§ **SET EXERCISE**
The answer is the line with "Keep to these rules. Indicate every instance of the louvered" and every line after it to the end of the listing, retyped exactly. Pictures do not belong in it.

§ **Records from a data collection**
━━━━━━━━
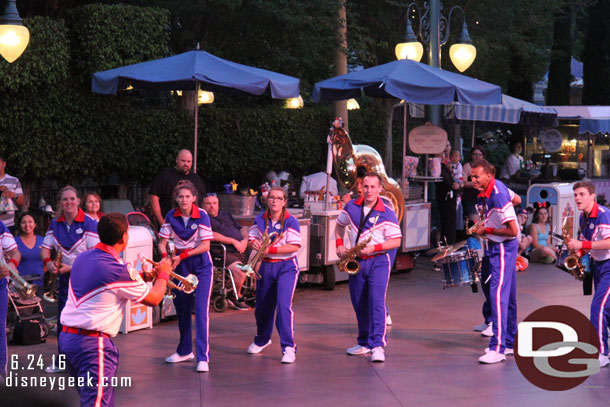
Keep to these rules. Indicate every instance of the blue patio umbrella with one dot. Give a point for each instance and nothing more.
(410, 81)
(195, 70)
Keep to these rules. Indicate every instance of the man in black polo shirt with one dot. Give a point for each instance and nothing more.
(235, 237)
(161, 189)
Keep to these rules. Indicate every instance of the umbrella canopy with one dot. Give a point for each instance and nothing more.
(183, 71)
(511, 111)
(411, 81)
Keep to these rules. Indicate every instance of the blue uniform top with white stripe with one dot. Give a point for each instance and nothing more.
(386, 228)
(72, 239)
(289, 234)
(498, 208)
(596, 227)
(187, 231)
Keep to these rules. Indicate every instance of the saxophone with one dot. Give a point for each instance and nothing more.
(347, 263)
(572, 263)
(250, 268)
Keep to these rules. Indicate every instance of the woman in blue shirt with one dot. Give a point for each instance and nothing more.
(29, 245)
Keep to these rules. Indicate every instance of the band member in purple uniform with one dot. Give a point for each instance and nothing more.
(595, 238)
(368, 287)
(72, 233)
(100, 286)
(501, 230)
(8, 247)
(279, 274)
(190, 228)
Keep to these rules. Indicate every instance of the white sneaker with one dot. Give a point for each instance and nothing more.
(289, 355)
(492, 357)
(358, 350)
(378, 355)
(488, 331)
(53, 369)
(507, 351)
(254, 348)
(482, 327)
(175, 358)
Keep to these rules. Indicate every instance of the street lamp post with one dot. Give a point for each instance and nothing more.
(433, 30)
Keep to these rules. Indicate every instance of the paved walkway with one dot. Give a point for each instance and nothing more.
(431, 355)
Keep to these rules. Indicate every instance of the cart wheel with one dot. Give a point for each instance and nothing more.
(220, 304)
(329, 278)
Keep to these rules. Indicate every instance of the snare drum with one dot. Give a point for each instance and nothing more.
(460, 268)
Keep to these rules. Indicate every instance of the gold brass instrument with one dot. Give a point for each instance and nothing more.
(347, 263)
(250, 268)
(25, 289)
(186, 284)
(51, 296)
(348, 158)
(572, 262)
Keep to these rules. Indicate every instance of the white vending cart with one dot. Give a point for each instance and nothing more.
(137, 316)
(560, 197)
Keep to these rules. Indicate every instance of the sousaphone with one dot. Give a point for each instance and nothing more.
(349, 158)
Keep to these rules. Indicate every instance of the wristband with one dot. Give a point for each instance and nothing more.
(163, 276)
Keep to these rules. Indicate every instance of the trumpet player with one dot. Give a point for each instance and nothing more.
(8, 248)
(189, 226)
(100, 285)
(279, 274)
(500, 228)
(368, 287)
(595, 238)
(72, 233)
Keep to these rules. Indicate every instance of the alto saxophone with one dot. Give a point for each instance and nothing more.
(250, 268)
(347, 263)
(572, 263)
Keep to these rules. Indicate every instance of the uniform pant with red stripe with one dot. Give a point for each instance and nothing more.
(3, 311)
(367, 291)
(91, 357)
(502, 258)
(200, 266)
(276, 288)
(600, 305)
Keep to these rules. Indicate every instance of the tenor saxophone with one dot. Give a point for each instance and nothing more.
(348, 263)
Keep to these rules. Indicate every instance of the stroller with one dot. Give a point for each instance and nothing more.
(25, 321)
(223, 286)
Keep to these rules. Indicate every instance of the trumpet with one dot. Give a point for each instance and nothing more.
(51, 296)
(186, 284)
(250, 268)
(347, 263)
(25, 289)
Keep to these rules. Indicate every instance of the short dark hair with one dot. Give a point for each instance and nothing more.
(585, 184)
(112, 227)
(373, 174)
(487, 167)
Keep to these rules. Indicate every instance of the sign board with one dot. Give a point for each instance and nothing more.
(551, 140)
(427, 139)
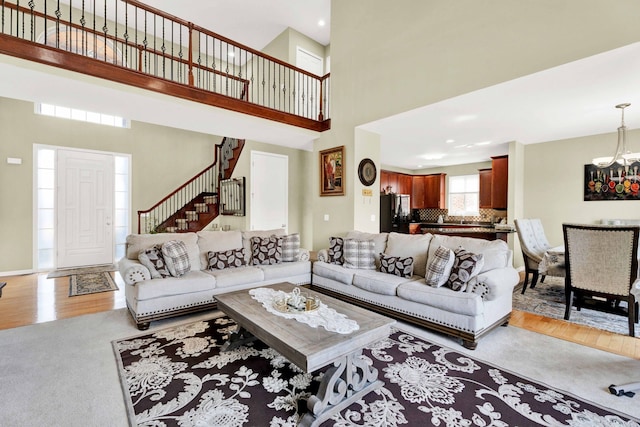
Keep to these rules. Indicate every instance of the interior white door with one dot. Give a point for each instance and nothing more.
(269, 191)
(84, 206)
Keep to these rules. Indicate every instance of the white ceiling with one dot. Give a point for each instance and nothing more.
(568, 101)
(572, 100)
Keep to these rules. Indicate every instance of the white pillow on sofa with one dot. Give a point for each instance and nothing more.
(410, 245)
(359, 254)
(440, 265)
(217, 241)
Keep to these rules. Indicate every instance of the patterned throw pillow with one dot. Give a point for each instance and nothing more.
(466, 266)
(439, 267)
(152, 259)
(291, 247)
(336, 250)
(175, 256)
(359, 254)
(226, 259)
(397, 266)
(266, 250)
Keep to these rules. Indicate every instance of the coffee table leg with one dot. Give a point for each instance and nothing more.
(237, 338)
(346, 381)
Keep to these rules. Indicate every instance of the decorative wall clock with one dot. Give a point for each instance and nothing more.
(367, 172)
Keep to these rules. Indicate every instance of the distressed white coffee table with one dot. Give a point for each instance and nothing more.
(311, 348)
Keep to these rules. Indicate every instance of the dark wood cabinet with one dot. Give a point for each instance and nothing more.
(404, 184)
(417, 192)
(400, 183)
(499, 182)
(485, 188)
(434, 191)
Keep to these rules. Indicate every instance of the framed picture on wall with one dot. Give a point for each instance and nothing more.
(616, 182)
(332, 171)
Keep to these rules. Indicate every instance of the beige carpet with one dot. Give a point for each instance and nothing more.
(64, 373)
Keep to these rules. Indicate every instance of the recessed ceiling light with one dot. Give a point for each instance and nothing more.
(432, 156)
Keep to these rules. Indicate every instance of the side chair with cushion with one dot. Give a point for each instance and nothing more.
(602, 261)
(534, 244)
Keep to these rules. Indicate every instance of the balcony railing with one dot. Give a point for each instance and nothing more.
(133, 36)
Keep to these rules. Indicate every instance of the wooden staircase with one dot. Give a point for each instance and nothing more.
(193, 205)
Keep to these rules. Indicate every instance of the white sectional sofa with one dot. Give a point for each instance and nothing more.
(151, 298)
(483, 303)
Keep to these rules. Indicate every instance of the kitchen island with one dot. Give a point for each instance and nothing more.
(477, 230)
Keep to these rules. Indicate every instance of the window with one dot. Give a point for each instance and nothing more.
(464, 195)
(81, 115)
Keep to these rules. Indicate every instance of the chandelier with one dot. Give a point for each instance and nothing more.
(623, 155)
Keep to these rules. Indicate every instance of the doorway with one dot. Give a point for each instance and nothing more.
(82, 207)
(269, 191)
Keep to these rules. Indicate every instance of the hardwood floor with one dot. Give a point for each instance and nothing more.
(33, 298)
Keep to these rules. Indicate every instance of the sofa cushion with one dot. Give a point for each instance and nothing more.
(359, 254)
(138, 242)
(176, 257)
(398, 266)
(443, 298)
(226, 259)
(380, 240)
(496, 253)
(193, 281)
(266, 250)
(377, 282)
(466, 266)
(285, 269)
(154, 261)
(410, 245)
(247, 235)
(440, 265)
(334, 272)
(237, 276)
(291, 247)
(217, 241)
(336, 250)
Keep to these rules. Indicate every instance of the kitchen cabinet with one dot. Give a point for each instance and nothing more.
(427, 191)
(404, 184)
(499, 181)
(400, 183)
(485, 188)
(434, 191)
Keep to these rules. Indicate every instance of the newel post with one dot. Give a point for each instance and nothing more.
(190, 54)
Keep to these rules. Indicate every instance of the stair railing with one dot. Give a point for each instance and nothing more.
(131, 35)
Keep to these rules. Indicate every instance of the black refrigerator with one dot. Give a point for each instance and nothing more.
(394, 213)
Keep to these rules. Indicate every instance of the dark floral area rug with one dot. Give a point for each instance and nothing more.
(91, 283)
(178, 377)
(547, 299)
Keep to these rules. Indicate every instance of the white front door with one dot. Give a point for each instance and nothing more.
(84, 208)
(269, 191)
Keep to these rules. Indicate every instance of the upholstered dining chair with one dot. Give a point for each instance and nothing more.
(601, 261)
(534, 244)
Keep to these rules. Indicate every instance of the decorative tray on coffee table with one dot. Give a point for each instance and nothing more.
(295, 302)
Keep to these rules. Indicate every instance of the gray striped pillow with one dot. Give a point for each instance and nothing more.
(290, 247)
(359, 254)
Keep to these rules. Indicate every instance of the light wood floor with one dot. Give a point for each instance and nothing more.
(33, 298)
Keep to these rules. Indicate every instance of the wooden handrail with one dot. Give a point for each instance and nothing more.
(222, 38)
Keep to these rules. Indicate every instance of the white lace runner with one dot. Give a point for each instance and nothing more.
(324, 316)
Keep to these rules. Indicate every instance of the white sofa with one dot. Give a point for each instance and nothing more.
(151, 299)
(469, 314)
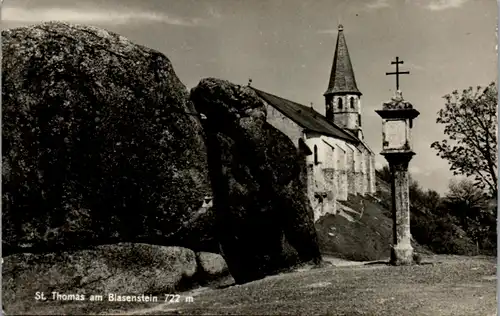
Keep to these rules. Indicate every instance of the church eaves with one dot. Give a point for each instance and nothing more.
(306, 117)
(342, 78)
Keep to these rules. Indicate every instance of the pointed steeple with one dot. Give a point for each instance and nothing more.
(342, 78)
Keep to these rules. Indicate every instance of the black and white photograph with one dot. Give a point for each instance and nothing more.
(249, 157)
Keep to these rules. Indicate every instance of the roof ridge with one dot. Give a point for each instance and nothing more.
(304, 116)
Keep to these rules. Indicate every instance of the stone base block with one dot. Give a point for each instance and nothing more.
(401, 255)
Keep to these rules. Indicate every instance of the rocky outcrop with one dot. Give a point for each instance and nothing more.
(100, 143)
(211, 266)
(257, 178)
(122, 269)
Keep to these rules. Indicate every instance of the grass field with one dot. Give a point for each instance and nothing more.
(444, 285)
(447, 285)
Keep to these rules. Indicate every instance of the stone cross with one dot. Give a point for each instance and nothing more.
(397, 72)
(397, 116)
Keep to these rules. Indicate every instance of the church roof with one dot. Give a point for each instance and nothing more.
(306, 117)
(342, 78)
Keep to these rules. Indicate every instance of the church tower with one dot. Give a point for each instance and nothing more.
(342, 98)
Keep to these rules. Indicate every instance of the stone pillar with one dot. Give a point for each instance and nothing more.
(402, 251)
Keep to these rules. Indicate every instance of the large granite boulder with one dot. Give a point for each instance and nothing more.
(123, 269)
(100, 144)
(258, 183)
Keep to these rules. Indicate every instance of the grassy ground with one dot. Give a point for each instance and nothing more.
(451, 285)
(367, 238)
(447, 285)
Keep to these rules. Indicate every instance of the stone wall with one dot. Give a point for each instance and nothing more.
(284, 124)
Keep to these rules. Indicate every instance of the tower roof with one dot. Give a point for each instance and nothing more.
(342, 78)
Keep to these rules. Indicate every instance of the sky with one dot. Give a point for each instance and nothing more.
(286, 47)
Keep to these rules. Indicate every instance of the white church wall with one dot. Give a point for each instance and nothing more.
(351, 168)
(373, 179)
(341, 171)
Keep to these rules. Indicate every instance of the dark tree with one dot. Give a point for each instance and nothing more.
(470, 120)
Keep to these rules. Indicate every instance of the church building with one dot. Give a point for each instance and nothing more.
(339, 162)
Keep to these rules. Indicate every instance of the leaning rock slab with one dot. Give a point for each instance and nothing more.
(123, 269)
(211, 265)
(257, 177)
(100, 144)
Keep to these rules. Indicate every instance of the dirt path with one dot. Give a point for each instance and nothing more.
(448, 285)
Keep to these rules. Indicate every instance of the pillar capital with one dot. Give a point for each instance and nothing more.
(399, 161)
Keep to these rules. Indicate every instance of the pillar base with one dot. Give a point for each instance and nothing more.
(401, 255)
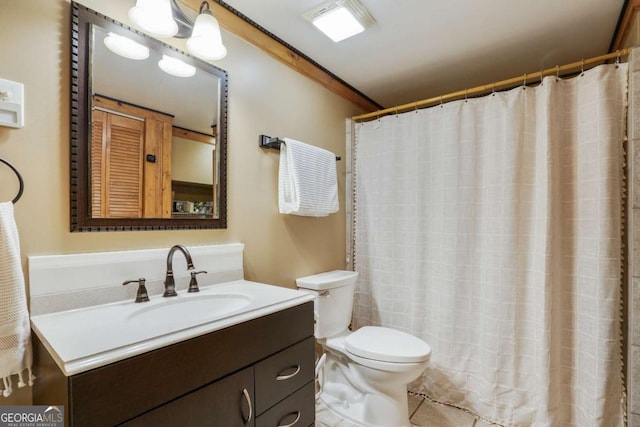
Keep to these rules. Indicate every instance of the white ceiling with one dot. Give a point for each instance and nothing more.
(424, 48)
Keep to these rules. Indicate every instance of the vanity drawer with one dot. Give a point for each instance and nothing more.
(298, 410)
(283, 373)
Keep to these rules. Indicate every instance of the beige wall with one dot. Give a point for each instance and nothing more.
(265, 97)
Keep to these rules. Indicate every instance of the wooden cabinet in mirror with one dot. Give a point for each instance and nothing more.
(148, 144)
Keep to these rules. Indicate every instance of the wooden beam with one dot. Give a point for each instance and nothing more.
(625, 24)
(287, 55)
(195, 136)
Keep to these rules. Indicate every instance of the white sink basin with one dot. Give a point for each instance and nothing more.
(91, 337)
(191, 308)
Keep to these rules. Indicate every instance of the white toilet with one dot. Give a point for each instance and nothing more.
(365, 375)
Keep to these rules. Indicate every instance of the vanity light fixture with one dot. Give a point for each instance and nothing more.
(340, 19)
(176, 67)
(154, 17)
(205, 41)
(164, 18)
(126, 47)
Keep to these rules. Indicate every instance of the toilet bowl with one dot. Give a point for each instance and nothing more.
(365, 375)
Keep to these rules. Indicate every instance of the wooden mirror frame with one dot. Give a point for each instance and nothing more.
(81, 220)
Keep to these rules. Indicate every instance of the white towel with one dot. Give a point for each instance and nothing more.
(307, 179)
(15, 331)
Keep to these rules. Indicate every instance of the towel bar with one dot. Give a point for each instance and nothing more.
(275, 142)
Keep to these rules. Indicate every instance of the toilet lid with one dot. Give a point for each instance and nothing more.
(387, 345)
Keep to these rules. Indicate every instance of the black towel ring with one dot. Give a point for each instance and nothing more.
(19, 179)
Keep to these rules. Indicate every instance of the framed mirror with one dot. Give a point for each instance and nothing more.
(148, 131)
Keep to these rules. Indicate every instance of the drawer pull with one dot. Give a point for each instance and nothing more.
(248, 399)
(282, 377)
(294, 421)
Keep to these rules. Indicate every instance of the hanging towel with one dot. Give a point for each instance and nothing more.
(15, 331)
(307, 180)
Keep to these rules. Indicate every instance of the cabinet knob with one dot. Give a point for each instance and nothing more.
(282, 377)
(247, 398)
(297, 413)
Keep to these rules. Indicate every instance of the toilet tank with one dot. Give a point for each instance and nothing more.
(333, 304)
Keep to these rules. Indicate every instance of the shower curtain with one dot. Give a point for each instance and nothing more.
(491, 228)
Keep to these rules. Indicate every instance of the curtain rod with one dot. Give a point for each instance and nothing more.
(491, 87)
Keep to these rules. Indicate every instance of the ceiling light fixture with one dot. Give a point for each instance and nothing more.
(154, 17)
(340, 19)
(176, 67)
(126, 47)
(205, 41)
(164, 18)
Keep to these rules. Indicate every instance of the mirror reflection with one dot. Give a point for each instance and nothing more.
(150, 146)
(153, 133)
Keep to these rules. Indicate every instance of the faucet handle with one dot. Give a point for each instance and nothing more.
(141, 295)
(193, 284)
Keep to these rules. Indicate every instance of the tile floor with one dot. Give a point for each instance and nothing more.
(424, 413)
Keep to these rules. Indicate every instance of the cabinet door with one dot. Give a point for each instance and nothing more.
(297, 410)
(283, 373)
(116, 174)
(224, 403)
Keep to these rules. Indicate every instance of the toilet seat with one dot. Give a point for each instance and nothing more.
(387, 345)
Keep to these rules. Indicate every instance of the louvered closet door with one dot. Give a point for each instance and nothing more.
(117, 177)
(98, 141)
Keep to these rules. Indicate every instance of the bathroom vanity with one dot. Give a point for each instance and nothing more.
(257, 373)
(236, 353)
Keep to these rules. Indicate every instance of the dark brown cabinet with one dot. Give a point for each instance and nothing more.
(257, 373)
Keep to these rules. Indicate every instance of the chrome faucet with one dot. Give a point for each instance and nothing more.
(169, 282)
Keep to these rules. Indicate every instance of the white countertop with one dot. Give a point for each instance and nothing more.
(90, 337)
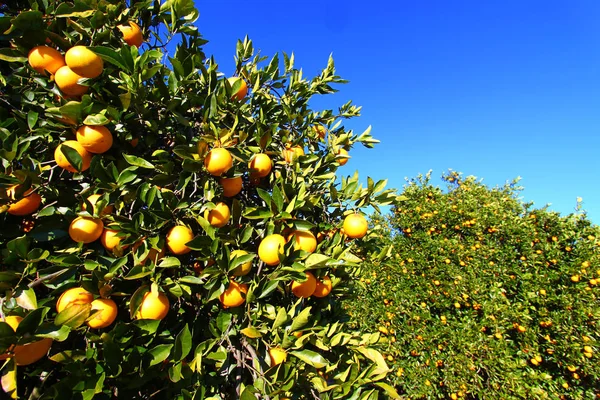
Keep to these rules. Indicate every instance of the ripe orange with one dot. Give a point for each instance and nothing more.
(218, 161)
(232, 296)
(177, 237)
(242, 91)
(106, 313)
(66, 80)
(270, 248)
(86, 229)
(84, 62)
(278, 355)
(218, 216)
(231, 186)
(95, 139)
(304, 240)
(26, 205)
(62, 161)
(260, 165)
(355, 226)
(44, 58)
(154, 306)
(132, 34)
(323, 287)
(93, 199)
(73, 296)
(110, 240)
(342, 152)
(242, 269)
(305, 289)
━━━━━━━━
§ **WRITTEN REPLY**
Keep to these rules. Indicate every instance of the louvered closet door with one dot. Give a point for each instance and nothing more.
(117, 177)
(98, 141)
Keep to these rules. Indicate every instance of the bathroom vanity with one dot. Give a point for each instance and nothing more.
(257, 373)
(236, 353)
Keep to these rules. Indicate every instance of the dark brown cabinet with one dot. Give a point for each instance and nothing more.
(257, 373)
Keep to these rules. Indicate every instance of the chrome faucet with one dot. Give a point for each instance and nothing more.
(169, 282)
Keep to these rules. Indicate every instance of the white countertop with one dot. Give a point for each instance and nothing more.
(90, 337)
Keep to these rules. Indicate every instance of the ripe orange with one dot. Give a point for each instance and nothing more.
(218, 161)
(232, 296)
(177, 237)
(242, 91)
(106, 313)
(66, 80)
(270, 248)
(86, 229)
(84, 62)
(278, 355)
(218, 216)
(231, 186)
(95, 139)
(304, 240)
(26, 205)
(62, 161)
(260, 165)
(355, 226)
(44, 58)
(154, 306)
(132, 34)
(323, 287)
(93, 199)
(73, 296)
(110, 240)
(342, 152)
(242, 269)
(305, 289)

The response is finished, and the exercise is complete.